━━━ Extracted records ━━━
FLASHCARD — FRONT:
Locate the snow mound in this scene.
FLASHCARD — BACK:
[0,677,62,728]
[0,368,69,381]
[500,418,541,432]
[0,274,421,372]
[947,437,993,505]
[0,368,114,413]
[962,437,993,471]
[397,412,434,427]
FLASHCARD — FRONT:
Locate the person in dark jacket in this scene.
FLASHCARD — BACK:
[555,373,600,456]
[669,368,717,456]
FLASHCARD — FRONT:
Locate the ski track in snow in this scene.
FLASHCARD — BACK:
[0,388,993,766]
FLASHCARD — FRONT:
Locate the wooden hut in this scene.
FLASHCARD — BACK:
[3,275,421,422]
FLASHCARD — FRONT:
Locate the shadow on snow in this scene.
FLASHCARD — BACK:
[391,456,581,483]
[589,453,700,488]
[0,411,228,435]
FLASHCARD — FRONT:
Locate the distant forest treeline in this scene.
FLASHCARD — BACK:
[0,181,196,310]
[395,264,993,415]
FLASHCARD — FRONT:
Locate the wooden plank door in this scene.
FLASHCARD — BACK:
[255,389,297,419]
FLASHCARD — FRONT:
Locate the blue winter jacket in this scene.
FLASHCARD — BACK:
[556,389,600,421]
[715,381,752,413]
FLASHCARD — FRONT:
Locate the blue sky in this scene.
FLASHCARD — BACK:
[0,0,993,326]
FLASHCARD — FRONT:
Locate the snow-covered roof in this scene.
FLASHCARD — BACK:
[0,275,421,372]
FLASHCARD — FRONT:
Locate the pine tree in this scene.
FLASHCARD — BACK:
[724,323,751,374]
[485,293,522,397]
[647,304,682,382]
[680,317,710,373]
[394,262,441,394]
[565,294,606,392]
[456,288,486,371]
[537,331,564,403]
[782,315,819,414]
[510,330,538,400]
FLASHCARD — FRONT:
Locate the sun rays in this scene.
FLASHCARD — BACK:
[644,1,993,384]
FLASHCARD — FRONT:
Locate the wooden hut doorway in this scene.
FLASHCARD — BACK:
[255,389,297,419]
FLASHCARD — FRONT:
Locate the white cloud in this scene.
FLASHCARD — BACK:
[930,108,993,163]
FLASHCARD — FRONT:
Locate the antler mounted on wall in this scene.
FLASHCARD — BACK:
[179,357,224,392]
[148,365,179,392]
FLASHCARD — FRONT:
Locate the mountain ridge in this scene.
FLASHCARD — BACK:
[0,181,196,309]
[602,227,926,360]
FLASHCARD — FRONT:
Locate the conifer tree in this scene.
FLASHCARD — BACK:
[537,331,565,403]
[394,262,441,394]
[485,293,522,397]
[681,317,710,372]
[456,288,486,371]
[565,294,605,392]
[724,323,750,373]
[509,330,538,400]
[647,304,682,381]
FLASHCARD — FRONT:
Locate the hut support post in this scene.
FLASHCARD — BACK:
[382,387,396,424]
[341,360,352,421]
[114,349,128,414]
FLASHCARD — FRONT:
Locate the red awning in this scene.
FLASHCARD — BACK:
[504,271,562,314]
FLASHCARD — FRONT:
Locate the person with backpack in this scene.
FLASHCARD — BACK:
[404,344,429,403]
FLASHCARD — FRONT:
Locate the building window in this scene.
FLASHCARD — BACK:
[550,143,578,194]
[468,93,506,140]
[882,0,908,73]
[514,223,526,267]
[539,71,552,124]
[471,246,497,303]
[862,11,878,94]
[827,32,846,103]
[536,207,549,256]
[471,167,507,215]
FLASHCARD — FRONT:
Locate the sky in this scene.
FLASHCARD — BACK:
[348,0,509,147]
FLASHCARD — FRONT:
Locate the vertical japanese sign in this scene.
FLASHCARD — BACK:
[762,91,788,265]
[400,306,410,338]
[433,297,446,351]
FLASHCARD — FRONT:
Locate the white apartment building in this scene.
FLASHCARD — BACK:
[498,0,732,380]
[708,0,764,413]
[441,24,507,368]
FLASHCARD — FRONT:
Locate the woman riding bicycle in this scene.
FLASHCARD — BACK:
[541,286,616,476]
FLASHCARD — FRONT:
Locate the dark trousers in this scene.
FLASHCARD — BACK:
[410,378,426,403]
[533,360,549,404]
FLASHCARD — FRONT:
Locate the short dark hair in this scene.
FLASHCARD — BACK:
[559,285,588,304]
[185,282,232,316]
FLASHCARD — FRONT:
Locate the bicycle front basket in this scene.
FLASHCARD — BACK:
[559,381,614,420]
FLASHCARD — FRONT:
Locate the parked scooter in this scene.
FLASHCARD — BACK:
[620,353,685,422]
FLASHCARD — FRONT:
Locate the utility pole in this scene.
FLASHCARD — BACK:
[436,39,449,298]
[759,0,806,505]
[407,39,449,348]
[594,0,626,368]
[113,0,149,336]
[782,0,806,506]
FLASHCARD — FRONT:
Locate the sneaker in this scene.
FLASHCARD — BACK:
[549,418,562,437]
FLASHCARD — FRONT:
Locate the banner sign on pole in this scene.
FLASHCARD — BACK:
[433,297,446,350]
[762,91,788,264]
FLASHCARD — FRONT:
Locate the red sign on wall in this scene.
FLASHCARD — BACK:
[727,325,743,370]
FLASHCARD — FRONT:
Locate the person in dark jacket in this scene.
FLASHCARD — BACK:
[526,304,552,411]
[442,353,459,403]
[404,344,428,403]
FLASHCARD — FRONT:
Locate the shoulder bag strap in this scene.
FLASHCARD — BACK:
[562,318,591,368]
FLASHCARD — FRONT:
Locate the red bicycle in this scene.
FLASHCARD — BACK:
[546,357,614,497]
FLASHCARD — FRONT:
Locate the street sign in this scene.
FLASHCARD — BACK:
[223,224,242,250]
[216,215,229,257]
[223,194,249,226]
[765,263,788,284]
━━━
Return each line of the material above that contains the word "white".

**Completed task**
Locate the white cloud in this scene.
Locate the white apartment building in this scene.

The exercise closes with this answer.